• WHAT NEEDS TO BE DONE
Extract exactly and only the lines of the data below, starting at the line with "balcony in the photo above." and stopping after the final line.

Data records
╭──

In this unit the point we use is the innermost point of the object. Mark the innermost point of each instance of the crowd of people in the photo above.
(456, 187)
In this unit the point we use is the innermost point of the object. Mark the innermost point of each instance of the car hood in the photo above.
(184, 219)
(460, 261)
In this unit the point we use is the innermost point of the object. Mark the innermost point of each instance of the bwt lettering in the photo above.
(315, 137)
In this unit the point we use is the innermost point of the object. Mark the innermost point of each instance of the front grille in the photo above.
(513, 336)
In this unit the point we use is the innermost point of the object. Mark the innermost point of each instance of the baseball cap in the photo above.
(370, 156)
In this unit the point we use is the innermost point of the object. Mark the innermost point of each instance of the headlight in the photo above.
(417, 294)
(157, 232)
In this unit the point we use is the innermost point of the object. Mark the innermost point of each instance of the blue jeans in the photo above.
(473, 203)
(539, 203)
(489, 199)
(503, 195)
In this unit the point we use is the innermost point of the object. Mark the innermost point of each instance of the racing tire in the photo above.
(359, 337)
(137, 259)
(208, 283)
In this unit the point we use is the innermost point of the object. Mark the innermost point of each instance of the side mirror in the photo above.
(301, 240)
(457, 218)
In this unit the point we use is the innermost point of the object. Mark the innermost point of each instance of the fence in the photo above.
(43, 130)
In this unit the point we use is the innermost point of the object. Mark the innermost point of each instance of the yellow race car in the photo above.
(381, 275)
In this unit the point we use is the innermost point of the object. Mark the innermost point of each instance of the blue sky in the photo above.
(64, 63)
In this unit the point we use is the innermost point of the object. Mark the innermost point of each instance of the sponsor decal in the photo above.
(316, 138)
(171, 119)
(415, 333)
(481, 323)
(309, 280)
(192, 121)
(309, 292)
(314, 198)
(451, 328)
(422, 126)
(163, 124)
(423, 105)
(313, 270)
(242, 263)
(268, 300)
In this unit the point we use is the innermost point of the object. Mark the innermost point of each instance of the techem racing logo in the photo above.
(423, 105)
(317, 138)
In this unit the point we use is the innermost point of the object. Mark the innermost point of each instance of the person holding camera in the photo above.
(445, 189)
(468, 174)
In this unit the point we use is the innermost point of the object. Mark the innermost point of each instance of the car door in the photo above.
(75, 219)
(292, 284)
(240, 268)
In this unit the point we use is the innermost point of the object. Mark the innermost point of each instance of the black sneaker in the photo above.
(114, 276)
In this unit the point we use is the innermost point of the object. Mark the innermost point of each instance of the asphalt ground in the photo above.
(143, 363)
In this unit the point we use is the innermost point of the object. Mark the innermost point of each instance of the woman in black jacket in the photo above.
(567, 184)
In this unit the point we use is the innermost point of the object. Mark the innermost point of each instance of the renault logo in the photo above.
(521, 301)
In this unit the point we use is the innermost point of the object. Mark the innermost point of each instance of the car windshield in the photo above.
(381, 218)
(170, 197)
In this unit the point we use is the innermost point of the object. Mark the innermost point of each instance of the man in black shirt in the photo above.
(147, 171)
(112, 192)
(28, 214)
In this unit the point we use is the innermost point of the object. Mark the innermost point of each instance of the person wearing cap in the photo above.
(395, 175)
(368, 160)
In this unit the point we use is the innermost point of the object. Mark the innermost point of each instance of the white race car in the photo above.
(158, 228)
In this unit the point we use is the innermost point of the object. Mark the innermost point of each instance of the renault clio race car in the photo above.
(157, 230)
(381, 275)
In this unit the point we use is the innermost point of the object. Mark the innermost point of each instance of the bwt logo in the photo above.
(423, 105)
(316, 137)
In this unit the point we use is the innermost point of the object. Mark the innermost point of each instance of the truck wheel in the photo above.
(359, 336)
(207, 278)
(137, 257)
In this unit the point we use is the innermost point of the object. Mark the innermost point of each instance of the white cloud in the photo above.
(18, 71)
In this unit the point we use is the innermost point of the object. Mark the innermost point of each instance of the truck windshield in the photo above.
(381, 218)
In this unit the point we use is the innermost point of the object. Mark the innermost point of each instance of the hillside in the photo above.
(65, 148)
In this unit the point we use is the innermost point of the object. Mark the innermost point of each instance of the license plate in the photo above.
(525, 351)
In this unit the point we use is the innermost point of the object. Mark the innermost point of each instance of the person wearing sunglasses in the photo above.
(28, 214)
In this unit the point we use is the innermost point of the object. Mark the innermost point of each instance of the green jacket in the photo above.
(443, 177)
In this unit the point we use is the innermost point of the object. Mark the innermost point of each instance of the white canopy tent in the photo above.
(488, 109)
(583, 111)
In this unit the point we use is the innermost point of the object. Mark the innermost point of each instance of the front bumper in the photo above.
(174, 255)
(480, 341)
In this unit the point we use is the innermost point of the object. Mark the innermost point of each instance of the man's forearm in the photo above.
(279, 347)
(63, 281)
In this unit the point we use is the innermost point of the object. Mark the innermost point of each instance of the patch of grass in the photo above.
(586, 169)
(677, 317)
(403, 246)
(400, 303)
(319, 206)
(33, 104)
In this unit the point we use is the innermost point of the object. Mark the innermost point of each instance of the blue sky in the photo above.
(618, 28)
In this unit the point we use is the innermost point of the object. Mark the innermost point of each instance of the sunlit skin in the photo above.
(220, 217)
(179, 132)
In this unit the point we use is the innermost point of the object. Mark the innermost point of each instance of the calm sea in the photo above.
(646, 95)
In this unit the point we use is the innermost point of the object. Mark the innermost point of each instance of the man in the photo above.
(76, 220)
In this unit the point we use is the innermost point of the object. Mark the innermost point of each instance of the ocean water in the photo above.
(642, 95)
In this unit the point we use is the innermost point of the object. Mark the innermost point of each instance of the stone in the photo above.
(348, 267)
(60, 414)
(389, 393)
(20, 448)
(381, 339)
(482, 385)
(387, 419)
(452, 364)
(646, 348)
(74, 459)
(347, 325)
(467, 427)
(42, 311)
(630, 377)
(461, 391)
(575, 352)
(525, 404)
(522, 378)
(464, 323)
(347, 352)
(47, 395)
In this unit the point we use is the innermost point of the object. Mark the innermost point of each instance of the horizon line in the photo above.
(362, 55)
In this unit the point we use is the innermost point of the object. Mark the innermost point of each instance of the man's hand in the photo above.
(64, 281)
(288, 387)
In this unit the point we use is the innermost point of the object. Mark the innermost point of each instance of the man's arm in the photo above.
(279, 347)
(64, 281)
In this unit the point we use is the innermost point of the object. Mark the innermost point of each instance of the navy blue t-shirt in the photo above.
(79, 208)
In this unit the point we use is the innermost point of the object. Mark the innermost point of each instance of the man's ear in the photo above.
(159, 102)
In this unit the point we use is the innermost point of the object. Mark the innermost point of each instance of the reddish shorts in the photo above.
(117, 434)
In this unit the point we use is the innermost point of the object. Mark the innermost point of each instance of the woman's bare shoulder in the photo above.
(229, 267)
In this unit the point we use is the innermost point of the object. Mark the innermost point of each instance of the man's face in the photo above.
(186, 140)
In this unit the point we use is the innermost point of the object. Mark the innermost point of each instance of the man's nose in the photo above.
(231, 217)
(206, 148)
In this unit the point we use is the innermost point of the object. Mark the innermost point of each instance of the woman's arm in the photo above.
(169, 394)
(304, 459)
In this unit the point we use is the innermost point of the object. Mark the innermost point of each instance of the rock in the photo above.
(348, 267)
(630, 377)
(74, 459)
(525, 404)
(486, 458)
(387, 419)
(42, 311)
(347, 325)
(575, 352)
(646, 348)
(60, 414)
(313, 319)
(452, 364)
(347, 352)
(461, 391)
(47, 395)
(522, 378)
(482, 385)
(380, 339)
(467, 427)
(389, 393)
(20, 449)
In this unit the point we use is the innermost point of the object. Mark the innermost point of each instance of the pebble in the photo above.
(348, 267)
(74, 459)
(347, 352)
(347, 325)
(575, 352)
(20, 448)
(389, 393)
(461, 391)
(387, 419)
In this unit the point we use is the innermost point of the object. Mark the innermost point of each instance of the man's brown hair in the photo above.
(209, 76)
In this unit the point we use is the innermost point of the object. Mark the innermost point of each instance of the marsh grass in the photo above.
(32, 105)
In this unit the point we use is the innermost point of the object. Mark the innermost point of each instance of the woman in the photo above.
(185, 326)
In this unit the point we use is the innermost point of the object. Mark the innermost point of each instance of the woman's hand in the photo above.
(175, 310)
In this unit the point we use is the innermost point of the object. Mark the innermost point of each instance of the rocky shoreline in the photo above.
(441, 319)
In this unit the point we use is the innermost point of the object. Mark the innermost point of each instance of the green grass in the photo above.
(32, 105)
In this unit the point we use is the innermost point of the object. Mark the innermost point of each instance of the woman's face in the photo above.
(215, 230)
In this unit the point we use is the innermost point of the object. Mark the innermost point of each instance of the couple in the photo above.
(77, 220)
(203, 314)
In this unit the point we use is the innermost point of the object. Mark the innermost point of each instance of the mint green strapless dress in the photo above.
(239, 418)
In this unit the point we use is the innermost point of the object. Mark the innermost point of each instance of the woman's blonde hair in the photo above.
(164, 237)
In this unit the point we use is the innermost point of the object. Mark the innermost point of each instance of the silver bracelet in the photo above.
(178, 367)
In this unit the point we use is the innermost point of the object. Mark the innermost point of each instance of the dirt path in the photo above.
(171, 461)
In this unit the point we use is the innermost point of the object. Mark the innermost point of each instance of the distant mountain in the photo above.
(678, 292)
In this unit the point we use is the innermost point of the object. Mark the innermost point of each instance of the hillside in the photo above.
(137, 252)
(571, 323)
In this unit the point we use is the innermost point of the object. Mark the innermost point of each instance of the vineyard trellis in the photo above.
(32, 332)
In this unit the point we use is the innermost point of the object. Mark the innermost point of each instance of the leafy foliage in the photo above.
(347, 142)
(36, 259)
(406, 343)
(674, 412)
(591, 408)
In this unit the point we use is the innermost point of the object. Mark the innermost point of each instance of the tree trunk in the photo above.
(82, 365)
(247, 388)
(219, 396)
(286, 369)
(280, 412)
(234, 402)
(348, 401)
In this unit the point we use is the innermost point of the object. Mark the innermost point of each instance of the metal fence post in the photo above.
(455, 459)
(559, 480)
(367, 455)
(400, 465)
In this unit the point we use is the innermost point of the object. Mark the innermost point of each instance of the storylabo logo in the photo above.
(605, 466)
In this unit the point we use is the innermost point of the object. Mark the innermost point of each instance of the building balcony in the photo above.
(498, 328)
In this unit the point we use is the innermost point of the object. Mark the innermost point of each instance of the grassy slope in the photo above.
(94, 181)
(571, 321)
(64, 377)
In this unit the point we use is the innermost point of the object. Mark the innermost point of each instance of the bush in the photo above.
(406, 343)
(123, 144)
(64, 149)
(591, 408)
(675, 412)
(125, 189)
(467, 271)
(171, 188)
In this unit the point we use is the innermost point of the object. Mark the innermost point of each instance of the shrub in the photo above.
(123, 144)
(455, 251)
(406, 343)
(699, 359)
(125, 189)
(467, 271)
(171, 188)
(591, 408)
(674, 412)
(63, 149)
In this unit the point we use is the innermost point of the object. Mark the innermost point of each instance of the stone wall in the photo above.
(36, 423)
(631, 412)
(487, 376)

╰──

• TASK ANSWER
In this unit the point we use is the innermost point of the object. Mark the innermost point of each instance of the building balcony in the photo above.
(498, 328)
In this unit the point we use is the innermost point of the object. Mark the innermost point of each instance of the grassy slope in the photo above.
(94, 181)
(571, 321)
(64, 377)
In this unit the point we use is the innermost point of the object. Mark the innermost point of each instance of the bush in the photo above.
(406, 343)
(123, 144)
(64, 149)
(591, 408)
(675, 412)
(125, 189)
(467, 271)
(171, 188)
In this unit the point we use is the innermost point of the object. Mark the innermost point of each instance of the shrub in the photo above.
(123, 144)
(455, 251)
(406, 343)
(699, 359)
(125, 189)
(467, 271)
(171, 188)
(591, 408)
(674, 412)
(63, 149)
In this unit the point we use is the innermost point of the object. Mark the innermost point of each instance of the stone wall in the photo above.
(36, 423)
(631, 412)
(487, 376)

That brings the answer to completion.